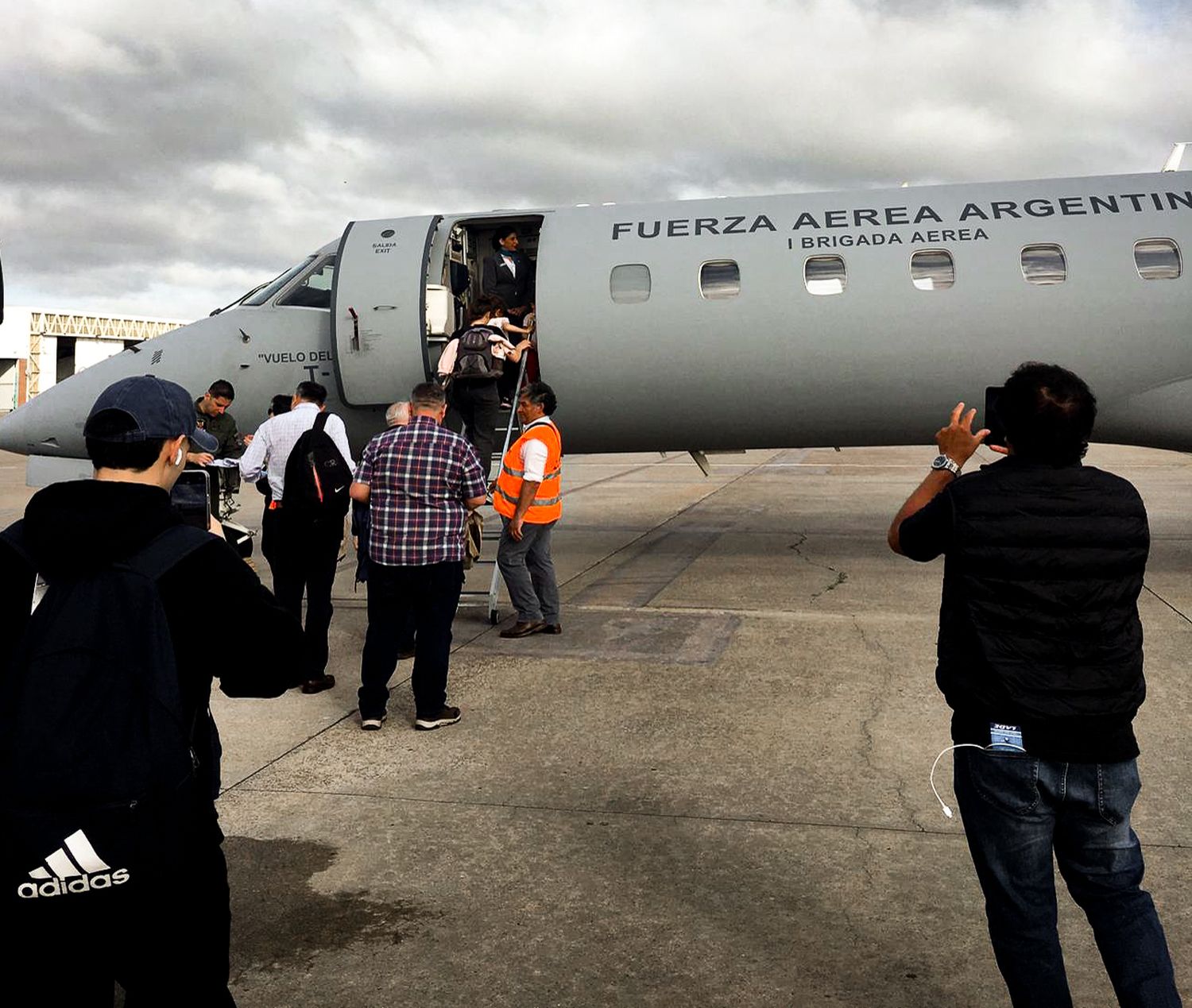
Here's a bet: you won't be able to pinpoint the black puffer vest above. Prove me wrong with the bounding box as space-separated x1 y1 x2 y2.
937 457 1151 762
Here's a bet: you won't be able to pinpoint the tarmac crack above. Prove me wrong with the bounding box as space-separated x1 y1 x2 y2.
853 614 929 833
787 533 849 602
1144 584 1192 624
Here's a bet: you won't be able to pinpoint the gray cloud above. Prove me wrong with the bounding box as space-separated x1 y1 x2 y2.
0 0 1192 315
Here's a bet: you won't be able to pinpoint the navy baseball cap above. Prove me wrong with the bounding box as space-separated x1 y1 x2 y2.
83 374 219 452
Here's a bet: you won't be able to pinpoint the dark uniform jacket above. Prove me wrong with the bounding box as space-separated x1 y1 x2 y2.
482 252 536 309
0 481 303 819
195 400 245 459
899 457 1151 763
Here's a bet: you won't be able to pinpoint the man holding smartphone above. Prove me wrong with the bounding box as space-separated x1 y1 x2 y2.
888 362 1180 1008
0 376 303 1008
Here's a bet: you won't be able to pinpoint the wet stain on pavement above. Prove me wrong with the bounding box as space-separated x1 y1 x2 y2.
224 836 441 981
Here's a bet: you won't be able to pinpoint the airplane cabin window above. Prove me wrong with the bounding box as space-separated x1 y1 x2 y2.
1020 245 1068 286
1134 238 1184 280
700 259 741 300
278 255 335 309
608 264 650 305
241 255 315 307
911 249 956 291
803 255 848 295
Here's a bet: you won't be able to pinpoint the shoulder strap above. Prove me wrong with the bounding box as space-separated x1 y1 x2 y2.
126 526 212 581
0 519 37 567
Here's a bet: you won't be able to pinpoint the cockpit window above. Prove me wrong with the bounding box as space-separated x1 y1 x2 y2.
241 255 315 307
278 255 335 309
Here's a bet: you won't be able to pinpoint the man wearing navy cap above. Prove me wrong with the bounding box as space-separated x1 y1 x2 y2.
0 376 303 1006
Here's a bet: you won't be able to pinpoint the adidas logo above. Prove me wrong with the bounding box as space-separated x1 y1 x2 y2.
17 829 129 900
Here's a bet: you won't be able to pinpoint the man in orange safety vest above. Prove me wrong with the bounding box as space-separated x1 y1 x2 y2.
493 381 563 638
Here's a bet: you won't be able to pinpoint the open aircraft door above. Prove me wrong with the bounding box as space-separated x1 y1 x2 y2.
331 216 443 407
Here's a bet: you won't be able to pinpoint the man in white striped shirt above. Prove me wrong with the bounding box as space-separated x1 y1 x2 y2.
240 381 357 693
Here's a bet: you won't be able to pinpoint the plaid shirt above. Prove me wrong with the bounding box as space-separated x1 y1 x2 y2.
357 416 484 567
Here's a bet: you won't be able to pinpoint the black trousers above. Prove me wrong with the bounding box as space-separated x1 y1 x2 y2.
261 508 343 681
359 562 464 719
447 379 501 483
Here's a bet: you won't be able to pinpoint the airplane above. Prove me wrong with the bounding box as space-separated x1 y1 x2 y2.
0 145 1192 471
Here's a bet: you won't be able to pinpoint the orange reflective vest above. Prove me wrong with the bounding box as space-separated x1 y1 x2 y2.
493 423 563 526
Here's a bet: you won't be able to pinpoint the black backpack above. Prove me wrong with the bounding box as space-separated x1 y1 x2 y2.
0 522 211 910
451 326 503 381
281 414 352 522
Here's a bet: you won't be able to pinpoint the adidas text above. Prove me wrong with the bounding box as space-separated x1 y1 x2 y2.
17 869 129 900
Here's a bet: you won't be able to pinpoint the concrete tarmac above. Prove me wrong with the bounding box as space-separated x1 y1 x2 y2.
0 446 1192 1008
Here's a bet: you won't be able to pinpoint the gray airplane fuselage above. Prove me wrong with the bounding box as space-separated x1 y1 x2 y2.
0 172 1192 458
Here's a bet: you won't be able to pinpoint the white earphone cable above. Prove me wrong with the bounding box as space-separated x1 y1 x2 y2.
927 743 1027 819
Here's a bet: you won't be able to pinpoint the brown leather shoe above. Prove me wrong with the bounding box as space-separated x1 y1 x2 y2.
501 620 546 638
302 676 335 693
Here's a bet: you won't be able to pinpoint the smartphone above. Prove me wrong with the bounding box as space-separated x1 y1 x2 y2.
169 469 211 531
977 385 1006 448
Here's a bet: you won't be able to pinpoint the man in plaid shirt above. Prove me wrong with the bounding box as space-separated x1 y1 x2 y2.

====

Exercise brief: Please rewrite all the lines above, switching "pinpoint" to "locate" and keeping everything else the same. Leave out the pictures.

Answer to this exercise:
Here's a bet: you won't be able to locate the black puffer vest above. Prove me wrong with the bounding box as space-separated x1 y1 x2 y2.
937 457 1151 762
Here's a bet: you won't be able to locate the tarmac crack above. Prove me wrong with the bounding box as space-separated x1 y1 x2 y2.
853 614 929 833
787 533 849 602
1144 584 1192 624
Here's a bet: you won't be able to locate the gray cloud above. Prove me wrong with the bounding box as space-separated x1 y1 x2 y2.
0 0 1192 315
Here's a bet: you won't be able to locate the navy baseball cap above. Prove me wrong with the bounding box as space-separated x1 y1 x2 y2.
83 374 219 452
Here's a bet: you won't be able to locate the dark uniform jacket above. Prove me wrong with the bounding box as space-separated x1 y1 x2 y2.
482 252 536 309
0 481 303 819
195 400 245 459
899 457 1151 763
Here's a bet: you won't be able to locate the man holding smartphone above. Prove me wrong with the bounding box as space-separated x1 y1 x2 y2.
888 362 1180 1008
0 376 303 1008
Here's a bet: you won't be able to locate the wet stain on pavement above. Prove me wrong with the bounding box as space-separated x1 y1 x2 y2.
224 836 441 981
Here's a bet: you won't be able to locate the airplane cabin window above. Prove me wrong with the bounding box as space-separated x1 y1 x2 y2.
1020 245 1068 286
1134 238 1184 280
700 259 741 300
278 255 335 309
608 264 650 305
241 255 315 307
911 249 956 291
803 255 848 295
Here's a bet: you won't be able to locate the shoulder strap above. Prove me wrong with the bounding box as space-separated x1 y1 x2 y2.
126 526 212 581
0 519 37 567
Here's a bet: you won't be able to locate the cockpit window above. Prove me wrong with the bounding box as space-separated x1 y1 x2 y2.
241 255 315 307
278 255 335 309
Here's a bet: you won't be able to locate the man wearing navy cap above. Prove me wrong with the bounding box as space-separated x1 y1 x2 y2.
0 376 303 1006
Here's a bet: you won't be able to locate the adidas logo above. Prove me wrong with the bounding box as space-separated x1 y1 x2 y2.
17 829 129 900
Here's a bet: you won't be able to locate the man in orange safety vest above. Prove me wrong with the bounding box as space-separated x1 y1 x2 y2.
493 381 563 638
Here's a bet: you won't be able to locate the open aircraft door above. Prove me wrong with the bounding box as space-separated x1 y1 x2 y2.
331 216 443 407
Here's a bet: you won't be able to locate the man in white striped shirt above. Prove me wrong with the bounding box as space-separated x1 y1 x2 y2.
240 381 357 693
Here's a bet: you won't be able to locate the plaid shirt above. Prove me wrong with the bounding box as space-separated x1 y1 x2 y2.
357 416 484 567
Here's a bet: you won't be able to locate the black trousers above. Prove me wrong with the bounding box as space-separated x1 y1 x2 y2.
261 508 343 681
359 562 464 719
447 379 501 483
Here's a bet: you won't be able to locate the airplane above. Prove me wrong with the bounding box as space-separated x1 y1 x2 y2.
0 145 1192 471
Here's a bet: you won't be able to locate the orange reflective vest above. Prove me wrong with the bounding box as space-separated x1 y1 x2 y2.
493 423 563 526
Here's a bet: you won't be able to locate the black backpack above. Prove me wrong with the bounding box as space-separated x1 y1 x2 y2.
0 522 211 910
451 326 503 381
281 414 352 522
Here's a bet: you won't be able to locate the adidas text above. Prove me wrong with the bounding box as space-separated x1 y1 x2 y2.
17 869 129 900
Here's a bet: you won't be able to locate the concrete tarmac above. Prove me wrong with the bounding box as space-separated x1 y1 x2 y2.
0 446 1192 1008
Here's a bet: you won't be able to locate the gray airplane fuselage above. Prove me wrong with the bounding box as space-separated x1 y1 x2 y2.
0 172 1192 458
Here's a bet: you won't be able to locate the white earphone cable above. Prove me wrong with the bounding box as space-separated x1 y1 x2 y2.
927 743 1027 819
Here's a bet: you won't be able to locate the brown leather shoe above. Prove me wrong with the bounding box as space-separated x1 y1 x2 y2.
501 620 546 638
302 676 335 693
Here's a bet: you won't be able to locate the smartphone above. Prove me wrong with the bounding box as space-separated x1 y1 x2 y2.
169 469 211 531
977 385 1006 448
Here's a bet: you won't be able to locate the man in plaid shirt above. Prove me wrong with the bounding box as space-separated x1 y1 x2 y2.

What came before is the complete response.